• DOCUMENT SECTION

* START *

Irregular expressions. Simplify implementation of classes that fulfil a regex-compatible contract.
Abstract class for regex-compatible classes to inherit from.
At minimum, derived classes must implement the getMatch method, which is stateful and relies on the lastIndex property.
For convenience, you can also use the fromIter helper, which caches iterable results for a given input string and handles reading of lastIndex.
Matching words in a string:
import { Irregex } from 'jsr:@li/irregex'
class WordMatcher extends Irregex {
segmenter: Intl.Segmenter
constructor(locale: string) {
super()
this.segmenter = new Intl.Segmenter(locale, { granularity: 'word' })
}
protected override getMatch(str: string) {
return this.fromIter(str, function* () {
for (const segmentData of this.segmenter.segment(str)) {
if (segmentData.isWordLike && /\p{L}/u.test(segmentData.segment)) {
const arr: [string] = [segmentData.segment]
yield Object.assign(arr, {
...segmentData,
groups: {
abbr: segmentData.segment.match(/^.{0,3}/u)![0],
},
})
}
}
})
}
}
new WordMatcher('en-US')[Symbol.replace](
'Monday, Tuesday, Wednesday, Thursday, Friday, Saturday, Sunday',
'($<abbr>)',
)
// "(Mon), (Tue), (Wed), (Thu), (Fri), (Sat), (Sun)"
new WordMatcher('zh-CN')[Symbol.match]('此地无银三百两')
// ["此地", "无", "银", "三百", "两"]Matching IPv4 addresses:
class Ipv4Matcher extends Irregex {
re = /(\d{1,3})\.(\d{1,3})\.(\d{1,3})\.(\d{1,3})/g
constructor() {
super()
this.trackLastIndex = [this.re]
}
protected override getMatch(str: string) {
while (true) {
const m = this.re.exec(str)
if (m == null) return null
if (m.slice(1).every((x) => Number(x) < 256)) {
return m
}
}
}
}
new Ipv4Matcher()[Symbol.match]('192.168.1.1\n999.999.999.999\n255.255.255.255')
// ["192.168.1.1", "255.255.255.255"]Combine multiple matchers (RegExps, Irregexes) to iterate through them in sync.
Combining different types of matchers:
import { CombinedMatcher } from 'jsr:@li/irregex/matchers/combined'
const matcher = new CombinedMatcher([
new WordMatcher('en-US'),
new Ipv4Matcher(),
])
matcher[Symbol.match]('One two three 1 2 3 192.168.1.1 999.999.999.999 255.255.255.255 five!')
// ["One", "two", "three", "192.168.1.1", "255.255.255.255", "five"]Combining case-sensitive and case-insensitive regexes:
import { CombinedMatcher } from 'jsr:@li/irregex/matchers/combined'
const matcher = new CombinedMatcher([
/a/g,
/b/gi,
])
matcher[Symbol.match]('a A b B')
// ["a", "b", "B"]

* END *

• RECORDED DATA
* START *

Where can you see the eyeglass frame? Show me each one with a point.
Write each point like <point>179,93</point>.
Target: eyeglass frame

* END *

• REQUIRED WORK
**A.** From the Irregex page:
(i) Which method must derived classes implement at minimum?
(ii) What granularity does WordMatcher pass to Intl.Segmenter?
(iii) What result is shown when the matcher combining /a/g and /b/gi is matched against 'a A b B'?
**B.** On the Irregex page, which segments appear in the result shown for matching '此地无银三百两' with the zh-CN WordMatcher? List them all.
**C.** Set down the part of the Irregex page between "Combining different types" and "999.999.999.999 255.255.255.255 five!')", inclusive.
Answer from the Irregex page alone.

• RESULTS FOR THE EXERCISE
**A.**
(i) getMatch
(ii) 'word'
(iii) ["a", "b", "B"]

**B.** 此地, 无, 银, 三百, 两

**C.**
Combining different types of matchers:
import { CombinedMatcher } from 'jsr:@li/irregex/matchers/combined'
const matcher = new CombinedMatcher([
new WordMatcher('en-US'),
new Ipv4Matcher(),
])
matcher[Symbol.match]('One two three 1 2 3 192.168.1.1 999.999.999.999 255.255.255.255 five!')